Short problem:
Copy out word for word the lines of the records below, beginning with the line that contains "In the photo above, where can the dry" and continuing through the line that contains "column 204, row 641", with both of those lines included.

Data shown:
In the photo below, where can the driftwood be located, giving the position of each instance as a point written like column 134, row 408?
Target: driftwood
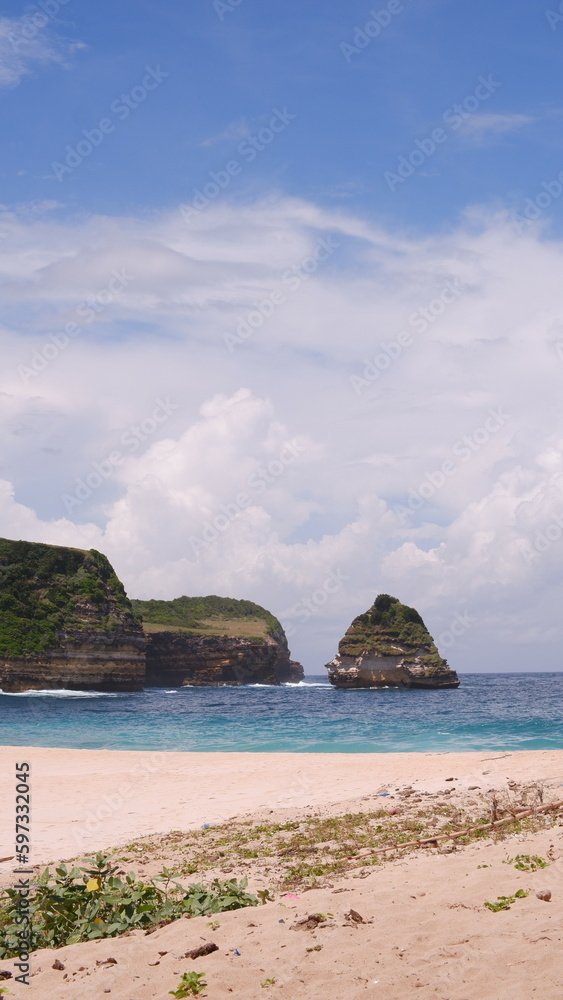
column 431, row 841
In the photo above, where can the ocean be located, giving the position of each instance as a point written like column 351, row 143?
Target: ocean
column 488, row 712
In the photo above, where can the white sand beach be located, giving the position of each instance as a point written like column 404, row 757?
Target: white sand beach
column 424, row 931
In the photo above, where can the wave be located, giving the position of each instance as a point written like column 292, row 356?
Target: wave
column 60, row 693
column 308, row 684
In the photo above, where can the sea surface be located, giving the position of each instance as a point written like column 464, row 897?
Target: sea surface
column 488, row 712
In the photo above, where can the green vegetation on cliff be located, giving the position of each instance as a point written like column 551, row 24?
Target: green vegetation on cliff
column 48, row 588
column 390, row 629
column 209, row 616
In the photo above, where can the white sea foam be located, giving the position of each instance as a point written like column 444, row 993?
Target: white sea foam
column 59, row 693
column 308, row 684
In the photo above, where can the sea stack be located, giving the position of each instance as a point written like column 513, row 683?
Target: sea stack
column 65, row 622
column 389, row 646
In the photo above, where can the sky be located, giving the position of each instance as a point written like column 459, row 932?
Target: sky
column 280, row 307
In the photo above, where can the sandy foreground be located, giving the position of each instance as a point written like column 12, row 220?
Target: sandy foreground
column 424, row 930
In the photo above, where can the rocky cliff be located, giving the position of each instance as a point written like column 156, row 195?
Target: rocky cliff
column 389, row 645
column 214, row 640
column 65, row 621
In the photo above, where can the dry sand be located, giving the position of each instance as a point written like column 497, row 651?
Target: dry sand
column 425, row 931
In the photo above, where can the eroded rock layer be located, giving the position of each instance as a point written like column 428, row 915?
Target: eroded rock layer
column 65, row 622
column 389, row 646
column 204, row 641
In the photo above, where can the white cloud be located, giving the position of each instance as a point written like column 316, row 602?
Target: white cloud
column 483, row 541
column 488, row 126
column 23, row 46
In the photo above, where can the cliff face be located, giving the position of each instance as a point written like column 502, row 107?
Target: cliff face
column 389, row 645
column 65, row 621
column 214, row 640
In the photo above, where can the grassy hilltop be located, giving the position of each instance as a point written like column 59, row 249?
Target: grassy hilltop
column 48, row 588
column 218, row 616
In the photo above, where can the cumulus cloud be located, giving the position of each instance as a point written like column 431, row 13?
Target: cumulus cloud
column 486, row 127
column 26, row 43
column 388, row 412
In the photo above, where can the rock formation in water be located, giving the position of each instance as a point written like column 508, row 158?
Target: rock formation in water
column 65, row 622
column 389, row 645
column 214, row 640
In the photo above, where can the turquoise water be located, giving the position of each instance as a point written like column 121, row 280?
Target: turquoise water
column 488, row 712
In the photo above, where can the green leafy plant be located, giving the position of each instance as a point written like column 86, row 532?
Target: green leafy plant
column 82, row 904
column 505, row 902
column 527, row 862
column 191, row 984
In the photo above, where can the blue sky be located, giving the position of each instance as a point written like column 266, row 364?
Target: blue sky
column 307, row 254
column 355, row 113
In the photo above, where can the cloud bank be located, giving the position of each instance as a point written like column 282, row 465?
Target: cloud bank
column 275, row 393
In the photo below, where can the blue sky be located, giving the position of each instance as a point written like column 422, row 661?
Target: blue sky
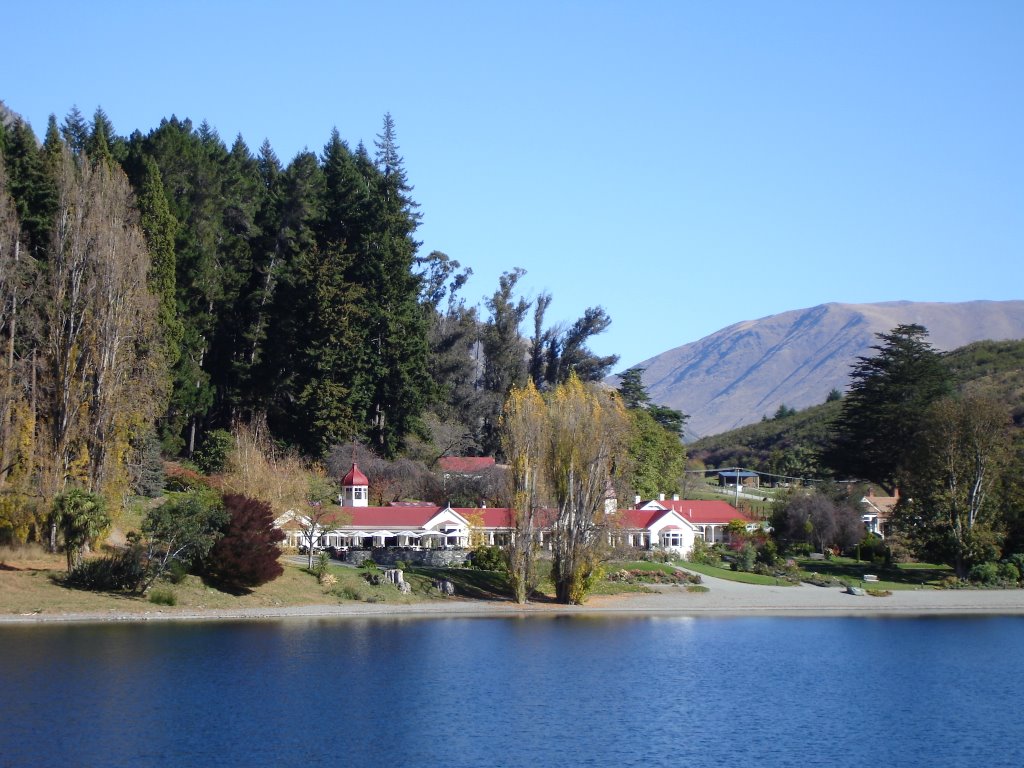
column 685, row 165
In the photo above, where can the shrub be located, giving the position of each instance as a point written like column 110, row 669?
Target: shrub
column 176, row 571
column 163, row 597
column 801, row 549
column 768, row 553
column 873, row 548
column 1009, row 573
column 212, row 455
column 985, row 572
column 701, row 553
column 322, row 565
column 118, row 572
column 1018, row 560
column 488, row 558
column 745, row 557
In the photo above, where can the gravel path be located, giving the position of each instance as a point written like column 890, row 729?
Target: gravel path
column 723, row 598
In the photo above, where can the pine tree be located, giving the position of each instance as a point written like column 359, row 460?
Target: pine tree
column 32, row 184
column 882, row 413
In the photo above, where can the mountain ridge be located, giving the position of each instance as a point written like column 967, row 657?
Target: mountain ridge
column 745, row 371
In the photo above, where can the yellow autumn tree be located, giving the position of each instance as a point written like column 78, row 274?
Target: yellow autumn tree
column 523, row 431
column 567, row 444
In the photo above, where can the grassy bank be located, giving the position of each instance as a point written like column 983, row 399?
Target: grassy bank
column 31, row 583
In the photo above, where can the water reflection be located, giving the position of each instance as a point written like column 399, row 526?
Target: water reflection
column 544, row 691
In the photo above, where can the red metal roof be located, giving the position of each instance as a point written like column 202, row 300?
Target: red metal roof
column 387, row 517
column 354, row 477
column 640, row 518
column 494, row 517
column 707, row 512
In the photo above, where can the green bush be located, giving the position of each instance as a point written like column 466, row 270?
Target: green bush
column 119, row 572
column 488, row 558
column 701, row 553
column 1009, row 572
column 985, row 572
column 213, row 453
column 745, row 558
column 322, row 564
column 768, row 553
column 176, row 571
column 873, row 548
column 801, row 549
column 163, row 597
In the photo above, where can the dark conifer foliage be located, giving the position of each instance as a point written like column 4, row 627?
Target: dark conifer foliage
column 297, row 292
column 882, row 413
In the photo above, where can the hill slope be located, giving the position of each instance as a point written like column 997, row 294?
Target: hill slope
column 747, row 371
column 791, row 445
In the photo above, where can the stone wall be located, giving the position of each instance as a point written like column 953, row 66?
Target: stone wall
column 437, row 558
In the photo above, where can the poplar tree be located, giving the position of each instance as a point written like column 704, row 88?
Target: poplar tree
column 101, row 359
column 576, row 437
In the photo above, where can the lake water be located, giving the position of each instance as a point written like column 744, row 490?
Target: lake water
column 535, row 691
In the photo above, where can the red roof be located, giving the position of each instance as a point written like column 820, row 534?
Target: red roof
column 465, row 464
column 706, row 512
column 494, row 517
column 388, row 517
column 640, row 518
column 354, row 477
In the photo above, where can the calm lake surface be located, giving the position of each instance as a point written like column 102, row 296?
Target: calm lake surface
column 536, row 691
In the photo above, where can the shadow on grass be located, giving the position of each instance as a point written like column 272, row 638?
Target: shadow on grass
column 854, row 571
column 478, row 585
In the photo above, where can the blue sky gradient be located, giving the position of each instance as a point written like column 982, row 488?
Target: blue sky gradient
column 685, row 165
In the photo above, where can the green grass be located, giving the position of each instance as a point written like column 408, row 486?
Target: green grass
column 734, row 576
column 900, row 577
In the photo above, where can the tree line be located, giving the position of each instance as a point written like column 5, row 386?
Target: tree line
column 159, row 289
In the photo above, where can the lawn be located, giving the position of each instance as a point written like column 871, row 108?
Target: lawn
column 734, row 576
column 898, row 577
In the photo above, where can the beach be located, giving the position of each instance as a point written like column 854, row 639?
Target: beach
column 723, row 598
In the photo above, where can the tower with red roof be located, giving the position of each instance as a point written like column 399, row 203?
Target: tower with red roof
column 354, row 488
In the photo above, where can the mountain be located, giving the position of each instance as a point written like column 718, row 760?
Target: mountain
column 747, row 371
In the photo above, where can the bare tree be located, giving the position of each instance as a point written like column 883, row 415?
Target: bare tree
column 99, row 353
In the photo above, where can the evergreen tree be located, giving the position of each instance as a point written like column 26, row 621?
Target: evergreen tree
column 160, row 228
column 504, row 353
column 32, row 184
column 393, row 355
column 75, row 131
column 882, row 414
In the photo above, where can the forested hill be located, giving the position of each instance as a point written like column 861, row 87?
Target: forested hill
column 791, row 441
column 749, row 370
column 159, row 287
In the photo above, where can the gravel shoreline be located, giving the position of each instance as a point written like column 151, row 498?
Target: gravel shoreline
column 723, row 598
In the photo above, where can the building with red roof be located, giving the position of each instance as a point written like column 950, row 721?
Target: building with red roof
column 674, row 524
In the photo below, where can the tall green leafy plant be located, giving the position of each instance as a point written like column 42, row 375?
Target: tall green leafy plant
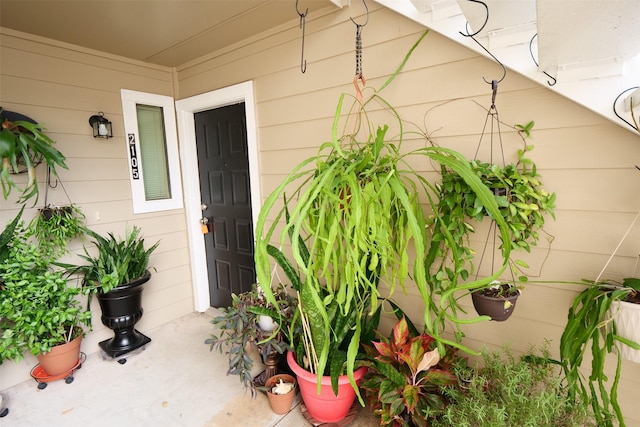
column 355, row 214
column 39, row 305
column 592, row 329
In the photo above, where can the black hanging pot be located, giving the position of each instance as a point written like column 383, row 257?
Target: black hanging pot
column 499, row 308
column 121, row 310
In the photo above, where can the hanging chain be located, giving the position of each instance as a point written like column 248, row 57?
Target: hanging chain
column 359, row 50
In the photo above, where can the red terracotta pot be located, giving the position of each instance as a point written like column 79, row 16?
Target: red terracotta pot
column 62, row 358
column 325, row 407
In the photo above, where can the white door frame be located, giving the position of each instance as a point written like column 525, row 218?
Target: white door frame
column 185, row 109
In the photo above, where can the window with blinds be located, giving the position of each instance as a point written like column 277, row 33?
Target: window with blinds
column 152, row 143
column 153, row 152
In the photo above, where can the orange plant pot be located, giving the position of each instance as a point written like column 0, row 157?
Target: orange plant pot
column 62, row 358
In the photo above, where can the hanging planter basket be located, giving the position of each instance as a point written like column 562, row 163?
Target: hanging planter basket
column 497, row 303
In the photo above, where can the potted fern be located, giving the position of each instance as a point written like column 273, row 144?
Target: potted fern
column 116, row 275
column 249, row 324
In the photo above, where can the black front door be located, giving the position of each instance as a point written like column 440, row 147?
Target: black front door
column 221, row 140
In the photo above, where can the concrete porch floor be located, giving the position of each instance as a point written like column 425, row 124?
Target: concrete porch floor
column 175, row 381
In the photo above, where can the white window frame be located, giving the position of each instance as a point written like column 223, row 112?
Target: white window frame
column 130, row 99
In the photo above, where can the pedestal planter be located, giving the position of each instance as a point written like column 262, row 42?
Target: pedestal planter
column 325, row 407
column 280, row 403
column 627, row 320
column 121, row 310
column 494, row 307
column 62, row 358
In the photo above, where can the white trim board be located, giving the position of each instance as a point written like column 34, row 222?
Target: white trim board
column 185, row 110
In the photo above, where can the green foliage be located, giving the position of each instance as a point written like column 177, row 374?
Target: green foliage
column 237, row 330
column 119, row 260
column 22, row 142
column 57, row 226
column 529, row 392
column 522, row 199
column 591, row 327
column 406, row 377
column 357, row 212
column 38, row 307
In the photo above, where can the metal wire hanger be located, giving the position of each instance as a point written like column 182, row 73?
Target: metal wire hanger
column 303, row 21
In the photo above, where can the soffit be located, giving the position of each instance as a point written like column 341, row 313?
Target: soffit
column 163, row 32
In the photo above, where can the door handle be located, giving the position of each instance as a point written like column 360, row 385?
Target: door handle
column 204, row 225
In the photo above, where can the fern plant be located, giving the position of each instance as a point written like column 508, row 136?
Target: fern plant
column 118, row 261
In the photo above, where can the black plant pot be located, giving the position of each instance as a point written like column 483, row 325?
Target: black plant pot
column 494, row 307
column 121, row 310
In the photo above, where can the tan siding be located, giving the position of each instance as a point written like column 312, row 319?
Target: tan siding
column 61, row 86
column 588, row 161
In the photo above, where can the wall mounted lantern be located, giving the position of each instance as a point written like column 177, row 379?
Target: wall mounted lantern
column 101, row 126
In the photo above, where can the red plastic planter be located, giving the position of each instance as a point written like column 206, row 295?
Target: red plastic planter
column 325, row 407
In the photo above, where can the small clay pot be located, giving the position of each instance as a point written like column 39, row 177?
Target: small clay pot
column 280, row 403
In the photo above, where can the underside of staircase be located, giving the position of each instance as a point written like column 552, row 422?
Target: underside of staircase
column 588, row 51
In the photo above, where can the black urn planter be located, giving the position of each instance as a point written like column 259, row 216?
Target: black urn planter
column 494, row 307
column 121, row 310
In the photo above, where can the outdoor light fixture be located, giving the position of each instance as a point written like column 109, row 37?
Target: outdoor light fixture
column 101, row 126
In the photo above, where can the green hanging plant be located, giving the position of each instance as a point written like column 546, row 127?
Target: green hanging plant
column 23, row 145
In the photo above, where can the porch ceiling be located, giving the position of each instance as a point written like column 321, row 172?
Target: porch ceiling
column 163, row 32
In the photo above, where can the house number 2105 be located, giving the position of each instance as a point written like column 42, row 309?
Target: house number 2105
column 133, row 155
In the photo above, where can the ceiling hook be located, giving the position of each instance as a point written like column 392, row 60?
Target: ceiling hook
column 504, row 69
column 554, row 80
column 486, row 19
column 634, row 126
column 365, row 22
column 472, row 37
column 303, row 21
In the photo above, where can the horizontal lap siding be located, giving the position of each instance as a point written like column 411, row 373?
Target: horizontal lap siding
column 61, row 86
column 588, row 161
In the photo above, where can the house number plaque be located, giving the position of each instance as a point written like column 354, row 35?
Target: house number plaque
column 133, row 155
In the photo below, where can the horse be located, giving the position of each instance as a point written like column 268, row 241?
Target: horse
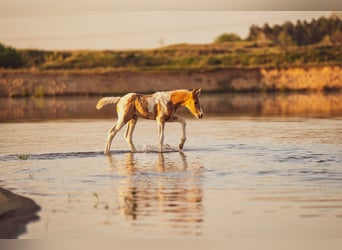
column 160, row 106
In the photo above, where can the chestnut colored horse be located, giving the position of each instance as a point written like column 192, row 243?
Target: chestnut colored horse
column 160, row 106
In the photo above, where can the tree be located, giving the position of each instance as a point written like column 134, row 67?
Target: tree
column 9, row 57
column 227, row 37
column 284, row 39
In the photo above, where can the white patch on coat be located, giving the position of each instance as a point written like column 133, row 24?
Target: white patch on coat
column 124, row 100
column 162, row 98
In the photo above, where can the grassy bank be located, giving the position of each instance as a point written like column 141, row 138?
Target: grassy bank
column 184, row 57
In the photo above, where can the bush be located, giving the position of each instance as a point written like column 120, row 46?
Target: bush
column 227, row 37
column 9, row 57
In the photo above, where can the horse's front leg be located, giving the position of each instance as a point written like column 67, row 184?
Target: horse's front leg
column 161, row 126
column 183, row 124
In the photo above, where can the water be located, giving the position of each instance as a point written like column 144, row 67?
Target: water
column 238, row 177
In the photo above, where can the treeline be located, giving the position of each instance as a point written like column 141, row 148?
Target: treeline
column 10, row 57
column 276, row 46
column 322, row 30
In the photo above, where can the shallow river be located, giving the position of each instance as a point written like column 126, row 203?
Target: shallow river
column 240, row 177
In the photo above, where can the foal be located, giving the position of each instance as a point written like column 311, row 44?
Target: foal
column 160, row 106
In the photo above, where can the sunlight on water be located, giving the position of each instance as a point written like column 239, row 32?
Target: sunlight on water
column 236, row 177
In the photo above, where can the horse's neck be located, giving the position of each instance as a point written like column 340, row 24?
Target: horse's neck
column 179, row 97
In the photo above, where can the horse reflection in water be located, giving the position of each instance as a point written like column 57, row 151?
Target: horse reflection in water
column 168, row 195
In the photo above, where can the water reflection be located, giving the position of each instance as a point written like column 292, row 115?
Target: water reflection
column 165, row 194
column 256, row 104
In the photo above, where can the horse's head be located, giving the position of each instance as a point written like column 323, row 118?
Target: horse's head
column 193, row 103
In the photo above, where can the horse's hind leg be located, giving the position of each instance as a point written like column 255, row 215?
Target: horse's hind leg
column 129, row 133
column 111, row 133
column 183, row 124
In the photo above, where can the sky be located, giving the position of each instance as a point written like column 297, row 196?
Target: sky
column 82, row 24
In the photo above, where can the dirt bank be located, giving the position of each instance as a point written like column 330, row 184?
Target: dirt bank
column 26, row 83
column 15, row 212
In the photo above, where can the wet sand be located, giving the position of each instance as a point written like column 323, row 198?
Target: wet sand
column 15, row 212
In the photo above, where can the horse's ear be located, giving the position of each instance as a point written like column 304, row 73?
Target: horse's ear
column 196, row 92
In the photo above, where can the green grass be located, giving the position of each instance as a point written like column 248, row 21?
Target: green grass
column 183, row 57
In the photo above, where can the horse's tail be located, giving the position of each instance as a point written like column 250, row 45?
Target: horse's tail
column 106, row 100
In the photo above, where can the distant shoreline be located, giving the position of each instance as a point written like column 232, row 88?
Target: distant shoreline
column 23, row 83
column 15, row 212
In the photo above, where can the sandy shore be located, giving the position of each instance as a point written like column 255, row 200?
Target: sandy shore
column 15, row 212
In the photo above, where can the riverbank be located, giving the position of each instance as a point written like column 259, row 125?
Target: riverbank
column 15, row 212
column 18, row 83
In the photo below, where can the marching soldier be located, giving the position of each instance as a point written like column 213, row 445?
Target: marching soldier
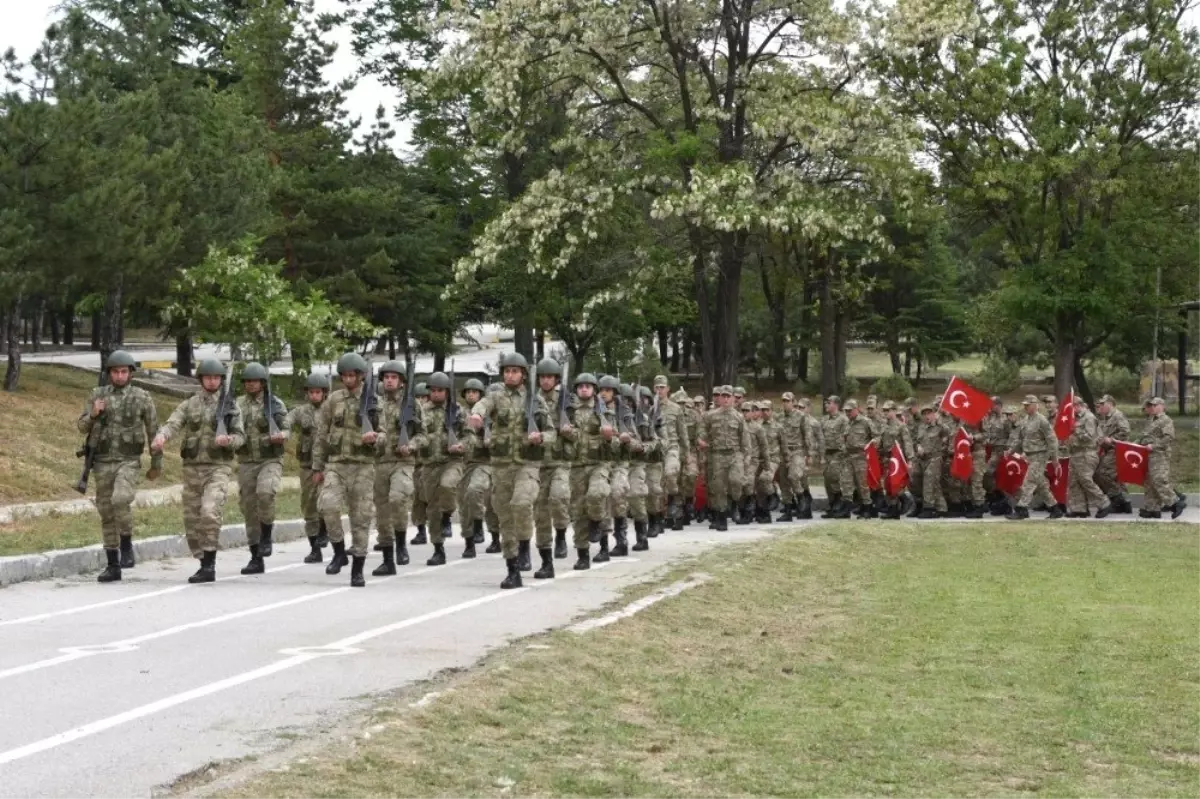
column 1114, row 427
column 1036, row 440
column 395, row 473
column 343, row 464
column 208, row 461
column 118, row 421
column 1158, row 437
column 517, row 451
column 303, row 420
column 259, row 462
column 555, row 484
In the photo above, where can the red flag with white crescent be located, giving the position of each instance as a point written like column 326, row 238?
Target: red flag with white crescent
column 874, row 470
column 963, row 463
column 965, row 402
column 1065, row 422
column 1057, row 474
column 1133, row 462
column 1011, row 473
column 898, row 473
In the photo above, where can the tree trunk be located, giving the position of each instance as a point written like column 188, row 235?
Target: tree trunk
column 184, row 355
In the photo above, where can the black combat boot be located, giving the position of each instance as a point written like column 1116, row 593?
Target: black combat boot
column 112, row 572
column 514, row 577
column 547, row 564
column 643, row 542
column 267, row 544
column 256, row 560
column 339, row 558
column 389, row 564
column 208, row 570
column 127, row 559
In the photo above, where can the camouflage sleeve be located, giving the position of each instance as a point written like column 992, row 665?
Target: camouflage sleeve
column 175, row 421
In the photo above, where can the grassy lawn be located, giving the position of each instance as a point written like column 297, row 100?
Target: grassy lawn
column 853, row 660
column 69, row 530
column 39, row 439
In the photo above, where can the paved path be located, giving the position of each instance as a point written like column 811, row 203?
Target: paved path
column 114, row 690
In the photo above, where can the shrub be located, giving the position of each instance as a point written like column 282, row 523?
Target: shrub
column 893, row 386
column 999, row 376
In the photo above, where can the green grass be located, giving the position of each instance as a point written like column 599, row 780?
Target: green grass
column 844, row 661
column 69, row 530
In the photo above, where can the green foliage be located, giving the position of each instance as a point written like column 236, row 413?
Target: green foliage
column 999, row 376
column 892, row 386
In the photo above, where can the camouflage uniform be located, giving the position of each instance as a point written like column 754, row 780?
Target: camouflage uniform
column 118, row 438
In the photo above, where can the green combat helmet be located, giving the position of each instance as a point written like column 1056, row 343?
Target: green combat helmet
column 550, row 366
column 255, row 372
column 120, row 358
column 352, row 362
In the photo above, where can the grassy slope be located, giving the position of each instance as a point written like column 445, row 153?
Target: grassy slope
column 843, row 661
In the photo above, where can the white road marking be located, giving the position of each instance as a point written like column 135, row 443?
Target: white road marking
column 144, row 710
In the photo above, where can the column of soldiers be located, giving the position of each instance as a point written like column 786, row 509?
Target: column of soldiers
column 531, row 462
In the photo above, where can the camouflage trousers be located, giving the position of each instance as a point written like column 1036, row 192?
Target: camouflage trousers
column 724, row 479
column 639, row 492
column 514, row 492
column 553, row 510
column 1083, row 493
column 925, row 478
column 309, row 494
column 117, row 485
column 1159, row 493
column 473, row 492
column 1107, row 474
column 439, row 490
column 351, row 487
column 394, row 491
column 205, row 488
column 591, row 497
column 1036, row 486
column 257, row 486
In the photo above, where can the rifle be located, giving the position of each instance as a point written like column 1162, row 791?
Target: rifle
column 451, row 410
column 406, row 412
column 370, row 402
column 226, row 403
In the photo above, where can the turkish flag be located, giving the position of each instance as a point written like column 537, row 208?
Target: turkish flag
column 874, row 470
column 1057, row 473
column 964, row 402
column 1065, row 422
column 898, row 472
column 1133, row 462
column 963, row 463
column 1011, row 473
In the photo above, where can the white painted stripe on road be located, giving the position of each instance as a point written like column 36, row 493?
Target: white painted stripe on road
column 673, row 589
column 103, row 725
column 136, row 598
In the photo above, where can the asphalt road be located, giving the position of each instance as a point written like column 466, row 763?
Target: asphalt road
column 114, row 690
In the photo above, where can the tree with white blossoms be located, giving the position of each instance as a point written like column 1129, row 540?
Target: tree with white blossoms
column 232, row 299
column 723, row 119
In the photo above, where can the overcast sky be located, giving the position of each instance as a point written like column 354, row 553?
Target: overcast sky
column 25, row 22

Exercise result:
In the photo above, where can the dry sand be located, giving the position of each instance as a point written like column 497, row 651?
Target: dry sand
column 425, row 931
In the photo above, where can the eroded rock layer be located, giving the position of each instance as a point written like column 428, row 915?
Target: eroded rock layer
column 65, row 622
column 389, row 646
column 204, row 641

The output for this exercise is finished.